**Work to be completed:** Write out the passage in the radio diagnostics post below, starting at "The Radios are setup" and ending at "post mortem )".
:: Document extract ::
Diagnostics on a possible failing radio

Hello to all,

We have an 8 radio BH20 setup that is fairly simple.

Basically, one of the last set of radios (this setup forks at the back half of the pipe) has gone down . It initially (for about a day and a half before the shot failed) was reporting bandwidth of 3.5 MB (1/2) of the other radios.

The Radios are setup to be 10MB, with a 90% uplink, so normally the rest of the radios are running in the range of 7 to 7 1/2 MB. RSSI and Jitter for the pair in question was 710 and jitter of 2 to 3. (this was at 3.5 MB, for about a day), and then after a reboot, the slave stopped registering with the master.


The firmware on all is 7.0 (and due for an upgrade post mortem )

I have reconfirmed all settings for both radios as well as performed a local spectrum analysis. Color codes, frequency, (no encryption) and all other settings are identical.

Our intent is to first try alignment, swap, test and try again. Both radios respond on the ethernet port, and logs show only resets and firmware boots.

Is there a way to confirm beyond what i have attempted that the radio may have or be in the process of failing? The spectrum analysis at one of the radios worked, (supposedly), but I have yet to be able to determine if this is leaning towards an alignment issue or a hardware issue.
:::
:: Material shown ::
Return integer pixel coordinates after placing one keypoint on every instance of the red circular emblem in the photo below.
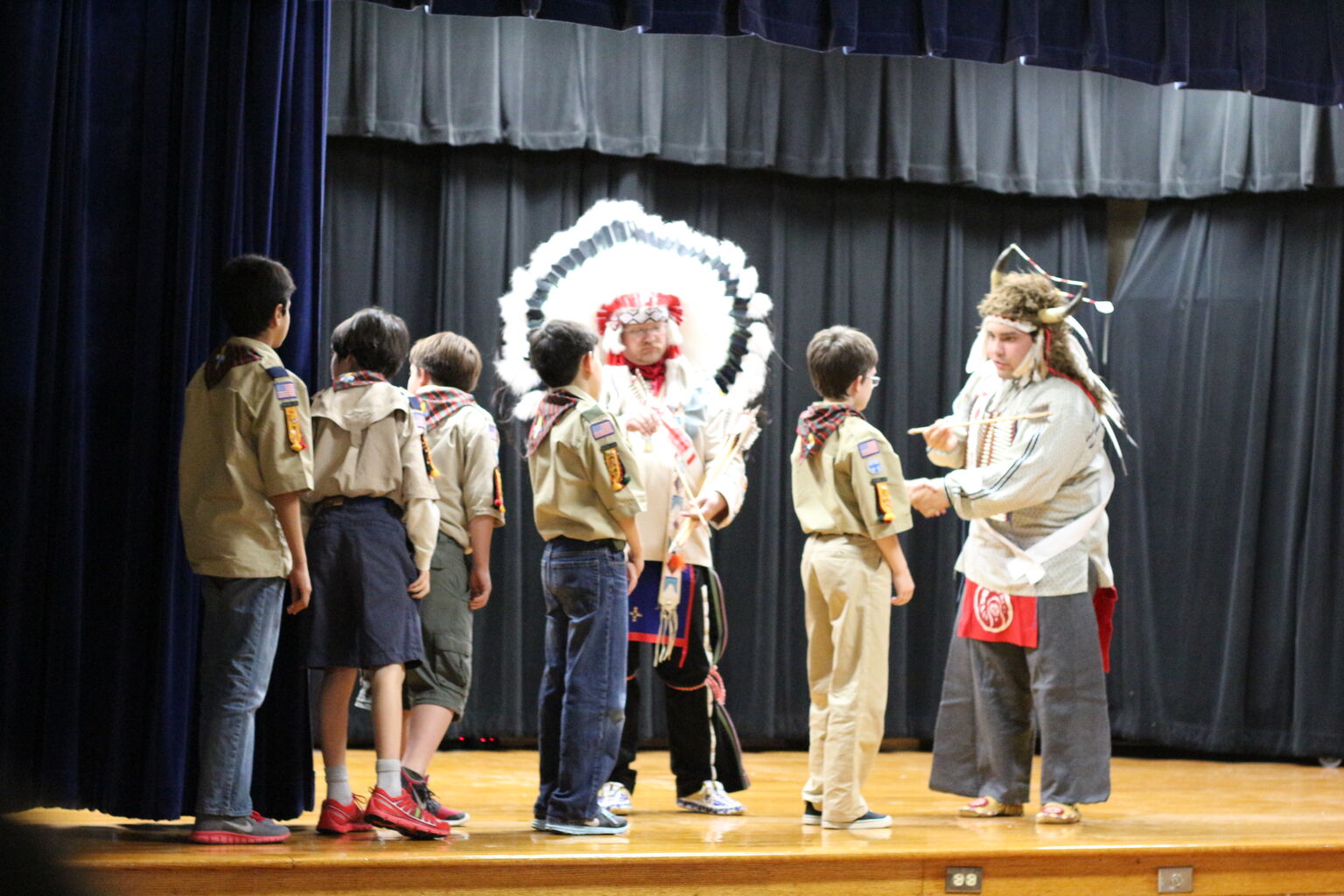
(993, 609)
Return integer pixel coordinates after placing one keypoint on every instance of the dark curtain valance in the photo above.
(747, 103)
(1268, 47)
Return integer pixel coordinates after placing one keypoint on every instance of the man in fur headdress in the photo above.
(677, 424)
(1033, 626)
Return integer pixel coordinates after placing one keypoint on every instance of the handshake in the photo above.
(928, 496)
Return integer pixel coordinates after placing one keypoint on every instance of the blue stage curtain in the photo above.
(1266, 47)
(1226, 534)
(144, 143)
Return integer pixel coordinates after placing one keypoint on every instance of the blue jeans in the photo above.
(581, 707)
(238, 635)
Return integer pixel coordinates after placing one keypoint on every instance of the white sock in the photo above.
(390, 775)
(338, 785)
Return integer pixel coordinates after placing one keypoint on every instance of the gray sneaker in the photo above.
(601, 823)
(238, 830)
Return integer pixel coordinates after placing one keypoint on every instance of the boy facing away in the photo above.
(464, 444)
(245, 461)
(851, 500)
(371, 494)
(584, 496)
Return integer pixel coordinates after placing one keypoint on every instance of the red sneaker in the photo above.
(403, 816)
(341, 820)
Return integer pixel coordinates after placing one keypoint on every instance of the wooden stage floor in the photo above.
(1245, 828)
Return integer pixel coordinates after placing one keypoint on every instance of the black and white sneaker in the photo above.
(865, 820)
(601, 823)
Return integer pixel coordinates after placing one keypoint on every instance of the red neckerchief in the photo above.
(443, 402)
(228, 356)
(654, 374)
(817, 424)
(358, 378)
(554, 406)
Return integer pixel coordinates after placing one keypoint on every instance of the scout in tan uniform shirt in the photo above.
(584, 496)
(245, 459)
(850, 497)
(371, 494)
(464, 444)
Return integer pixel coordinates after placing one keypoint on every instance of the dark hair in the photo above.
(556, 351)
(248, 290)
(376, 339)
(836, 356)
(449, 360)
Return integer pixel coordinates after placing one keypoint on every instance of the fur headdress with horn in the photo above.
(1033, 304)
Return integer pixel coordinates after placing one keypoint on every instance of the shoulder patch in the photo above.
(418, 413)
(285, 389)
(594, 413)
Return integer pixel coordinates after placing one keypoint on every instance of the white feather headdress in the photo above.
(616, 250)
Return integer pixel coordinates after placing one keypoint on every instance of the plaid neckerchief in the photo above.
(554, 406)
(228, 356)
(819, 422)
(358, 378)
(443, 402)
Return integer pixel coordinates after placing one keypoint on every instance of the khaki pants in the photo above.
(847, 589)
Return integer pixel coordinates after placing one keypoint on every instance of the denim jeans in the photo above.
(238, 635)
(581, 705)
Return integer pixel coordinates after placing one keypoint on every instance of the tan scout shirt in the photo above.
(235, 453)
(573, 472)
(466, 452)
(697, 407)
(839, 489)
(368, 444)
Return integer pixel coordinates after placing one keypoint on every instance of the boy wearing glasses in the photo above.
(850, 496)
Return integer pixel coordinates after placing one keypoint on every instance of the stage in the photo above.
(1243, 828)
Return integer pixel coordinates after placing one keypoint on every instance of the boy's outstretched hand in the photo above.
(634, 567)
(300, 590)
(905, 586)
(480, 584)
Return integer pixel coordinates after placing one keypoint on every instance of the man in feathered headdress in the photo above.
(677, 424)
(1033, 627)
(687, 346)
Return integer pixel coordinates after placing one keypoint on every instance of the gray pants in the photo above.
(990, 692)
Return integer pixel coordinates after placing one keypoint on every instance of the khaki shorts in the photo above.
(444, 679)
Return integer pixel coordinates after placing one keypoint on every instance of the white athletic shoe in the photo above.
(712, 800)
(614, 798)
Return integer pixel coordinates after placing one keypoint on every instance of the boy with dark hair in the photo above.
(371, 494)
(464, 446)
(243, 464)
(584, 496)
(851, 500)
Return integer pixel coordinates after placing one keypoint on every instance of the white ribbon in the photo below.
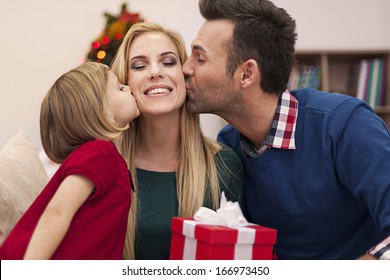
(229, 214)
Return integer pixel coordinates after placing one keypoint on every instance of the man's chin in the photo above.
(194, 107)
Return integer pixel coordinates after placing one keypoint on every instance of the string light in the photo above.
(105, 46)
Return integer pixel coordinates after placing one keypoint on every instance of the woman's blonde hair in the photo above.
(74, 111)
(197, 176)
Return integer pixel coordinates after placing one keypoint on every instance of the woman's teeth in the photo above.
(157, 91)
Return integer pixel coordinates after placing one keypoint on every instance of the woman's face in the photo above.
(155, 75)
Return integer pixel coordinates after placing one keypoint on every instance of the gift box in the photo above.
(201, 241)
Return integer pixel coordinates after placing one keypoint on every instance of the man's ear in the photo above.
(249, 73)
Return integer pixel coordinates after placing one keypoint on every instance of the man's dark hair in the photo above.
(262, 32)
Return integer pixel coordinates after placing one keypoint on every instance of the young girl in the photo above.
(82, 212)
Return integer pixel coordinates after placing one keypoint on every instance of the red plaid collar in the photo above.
:::
:: Material shown ::
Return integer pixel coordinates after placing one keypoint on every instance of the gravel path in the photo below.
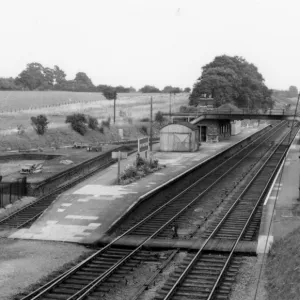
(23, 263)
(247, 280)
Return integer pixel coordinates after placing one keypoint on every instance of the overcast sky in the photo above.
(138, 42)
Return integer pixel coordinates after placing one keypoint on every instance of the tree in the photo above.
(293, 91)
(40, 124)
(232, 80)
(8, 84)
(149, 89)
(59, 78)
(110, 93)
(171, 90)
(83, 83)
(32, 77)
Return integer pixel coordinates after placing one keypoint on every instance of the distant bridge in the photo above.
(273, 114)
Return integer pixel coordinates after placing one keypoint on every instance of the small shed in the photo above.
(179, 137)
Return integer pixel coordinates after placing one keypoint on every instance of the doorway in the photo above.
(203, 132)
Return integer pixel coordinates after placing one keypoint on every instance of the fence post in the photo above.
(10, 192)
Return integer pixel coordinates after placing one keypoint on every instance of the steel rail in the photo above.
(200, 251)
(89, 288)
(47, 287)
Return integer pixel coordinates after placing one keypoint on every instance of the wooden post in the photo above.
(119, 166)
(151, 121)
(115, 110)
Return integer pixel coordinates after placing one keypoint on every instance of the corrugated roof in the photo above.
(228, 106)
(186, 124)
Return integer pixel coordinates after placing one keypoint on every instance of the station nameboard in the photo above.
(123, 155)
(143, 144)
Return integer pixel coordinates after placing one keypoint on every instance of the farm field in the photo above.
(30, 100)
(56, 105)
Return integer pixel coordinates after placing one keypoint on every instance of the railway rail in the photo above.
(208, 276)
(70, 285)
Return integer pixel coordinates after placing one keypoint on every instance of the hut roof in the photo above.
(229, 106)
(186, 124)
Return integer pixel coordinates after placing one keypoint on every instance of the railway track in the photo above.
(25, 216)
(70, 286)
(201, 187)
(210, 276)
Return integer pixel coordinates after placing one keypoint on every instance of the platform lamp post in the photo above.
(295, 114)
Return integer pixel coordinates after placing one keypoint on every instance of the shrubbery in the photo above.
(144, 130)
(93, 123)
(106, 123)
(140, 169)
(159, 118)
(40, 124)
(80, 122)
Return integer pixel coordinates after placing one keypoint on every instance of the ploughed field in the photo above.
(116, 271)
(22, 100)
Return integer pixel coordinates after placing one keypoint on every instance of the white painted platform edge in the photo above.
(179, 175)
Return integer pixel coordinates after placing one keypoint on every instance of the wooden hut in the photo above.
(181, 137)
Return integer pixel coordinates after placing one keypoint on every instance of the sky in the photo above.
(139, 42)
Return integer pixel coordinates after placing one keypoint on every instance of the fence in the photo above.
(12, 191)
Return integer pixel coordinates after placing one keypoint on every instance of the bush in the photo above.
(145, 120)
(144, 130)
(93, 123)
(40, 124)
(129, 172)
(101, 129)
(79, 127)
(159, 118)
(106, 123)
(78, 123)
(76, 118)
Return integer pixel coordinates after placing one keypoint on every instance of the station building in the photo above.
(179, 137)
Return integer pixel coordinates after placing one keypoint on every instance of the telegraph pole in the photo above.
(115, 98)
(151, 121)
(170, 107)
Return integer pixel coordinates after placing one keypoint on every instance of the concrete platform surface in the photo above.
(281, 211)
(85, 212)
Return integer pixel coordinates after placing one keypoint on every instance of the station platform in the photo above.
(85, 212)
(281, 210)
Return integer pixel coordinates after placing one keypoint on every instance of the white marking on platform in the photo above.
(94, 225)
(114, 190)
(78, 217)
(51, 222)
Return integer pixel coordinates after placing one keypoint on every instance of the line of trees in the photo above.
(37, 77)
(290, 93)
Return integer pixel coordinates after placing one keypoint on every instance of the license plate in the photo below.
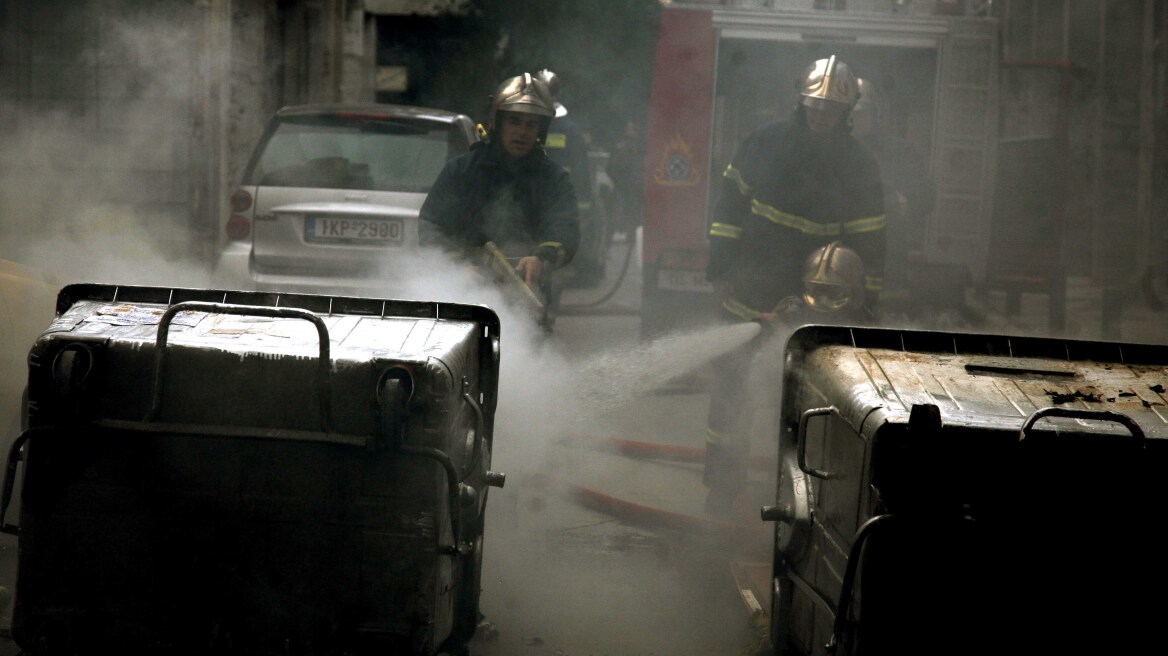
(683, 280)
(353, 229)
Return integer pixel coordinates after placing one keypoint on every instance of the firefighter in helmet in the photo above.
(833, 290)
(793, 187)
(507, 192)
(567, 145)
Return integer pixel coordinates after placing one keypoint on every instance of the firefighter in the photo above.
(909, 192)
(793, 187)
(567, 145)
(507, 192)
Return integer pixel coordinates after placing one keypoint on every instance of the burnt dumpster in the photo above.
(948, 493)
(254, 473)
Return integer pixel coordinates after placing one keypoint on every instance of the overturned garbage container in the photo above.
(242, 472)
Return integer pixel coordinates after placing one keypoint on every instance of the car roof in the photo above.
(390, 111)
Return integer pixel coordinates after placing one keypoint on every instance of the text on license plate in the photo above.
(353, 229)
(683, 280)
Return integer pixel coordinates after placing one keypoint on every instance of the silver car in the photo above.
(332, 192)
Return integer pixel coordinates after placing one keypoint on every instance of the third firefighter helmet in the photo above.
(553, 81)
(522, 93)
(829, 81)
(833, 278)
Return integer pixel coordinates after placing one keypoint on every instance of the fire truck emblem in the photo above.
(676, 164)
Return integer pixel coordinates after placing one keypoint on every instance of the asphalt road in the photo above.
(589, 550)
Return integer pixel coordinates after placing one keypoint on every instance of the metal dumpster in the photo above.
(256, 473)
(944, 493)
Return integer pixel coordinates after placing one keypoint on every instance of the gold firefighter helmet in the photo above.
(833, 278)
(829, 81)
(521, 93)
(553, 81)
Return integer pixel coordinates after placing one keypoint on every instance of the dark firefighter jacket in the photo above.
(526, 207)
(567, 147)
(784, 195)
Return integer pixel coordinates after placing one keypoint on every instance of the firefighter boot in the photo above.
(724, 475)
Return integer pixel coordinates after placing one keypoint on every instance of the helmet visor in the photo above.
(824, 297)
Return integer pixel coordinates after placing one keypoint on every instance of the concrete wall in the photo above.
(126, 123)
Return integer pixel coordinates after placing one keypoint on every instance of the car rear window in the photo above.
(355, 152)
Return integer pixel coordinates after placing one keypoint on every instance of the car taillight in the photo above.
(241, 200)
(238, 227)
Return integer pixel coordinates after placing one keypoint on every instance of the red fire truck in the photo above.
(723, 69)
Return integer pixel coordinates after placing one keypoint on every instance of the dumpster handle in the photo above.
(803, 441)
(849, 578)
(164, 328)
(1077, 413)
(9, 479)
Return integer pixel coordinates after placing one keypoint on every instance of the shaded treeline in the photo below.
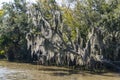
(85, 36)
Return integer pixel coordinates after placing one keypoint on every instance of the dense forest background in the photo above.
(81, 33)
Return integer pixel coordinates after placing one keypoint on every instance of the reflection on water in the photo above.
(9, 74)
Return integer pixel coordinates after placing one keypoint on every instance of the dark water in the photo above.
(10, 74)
:::
:: Material shown ::
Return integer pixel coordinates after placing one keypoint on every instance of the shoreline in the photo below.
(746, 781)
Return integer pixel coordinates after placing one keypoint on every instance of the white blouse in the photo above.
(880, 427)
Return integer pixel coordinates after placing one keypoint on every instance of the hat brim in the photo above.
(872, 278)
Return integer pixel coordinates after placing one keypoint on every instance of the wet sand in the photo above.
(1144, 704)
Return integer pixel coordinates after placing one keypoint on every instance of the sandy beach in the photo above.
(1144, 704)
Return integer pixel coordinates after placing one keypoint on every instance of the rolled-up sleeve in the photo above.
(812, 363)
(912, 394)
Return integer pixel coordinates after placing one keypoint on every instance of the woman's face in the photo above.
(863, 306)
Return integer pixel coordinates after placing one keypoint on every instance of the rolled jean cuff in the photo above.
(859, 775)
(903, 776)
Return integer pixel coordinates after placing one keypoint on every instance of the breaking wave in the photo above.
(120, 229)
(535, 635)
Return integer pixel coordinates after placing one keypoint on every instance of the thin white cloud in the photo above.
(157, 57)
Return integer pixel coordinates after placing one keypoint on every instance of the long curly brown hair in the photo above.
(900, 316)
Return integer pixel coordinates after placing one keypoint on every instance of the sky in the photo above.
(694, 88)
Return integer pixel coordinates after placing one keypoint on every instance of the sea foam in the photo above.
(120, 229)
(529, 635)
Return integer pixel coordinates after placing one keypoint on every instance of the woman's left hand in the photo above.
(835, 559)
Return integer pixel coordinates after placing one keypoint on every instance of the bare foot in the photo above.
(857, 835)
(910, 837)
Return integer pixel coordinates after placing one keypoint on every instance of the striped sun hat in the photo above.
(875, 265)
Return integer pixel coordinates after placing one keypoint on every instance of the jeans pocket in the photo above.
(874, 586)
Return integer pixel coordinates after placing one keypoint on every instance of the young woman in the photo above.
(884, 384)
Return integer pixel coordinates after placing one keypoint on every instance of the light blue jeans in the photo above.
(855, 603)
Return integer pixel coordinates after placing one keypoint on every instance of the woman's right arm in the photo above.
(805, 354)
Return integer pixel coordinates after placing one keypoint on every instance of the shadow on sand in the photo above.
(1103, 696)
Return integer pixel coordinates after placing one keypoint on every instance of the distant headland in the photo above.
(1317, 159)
:::
**Task result:**
The Radios are setup to be 10MB, with a 90% uplink, so normally the rest of the radios are running in the range of 7 to 7 1/2 MB. RSSI and Jitter for the pair in question was 710 and jitter of 2 to 3. (this was at 3.5 MB, for about a day), and then after a reboot, the slave stopped registering with the master.


The firmware on all is 7.0 (and due for an upgrade post mortem )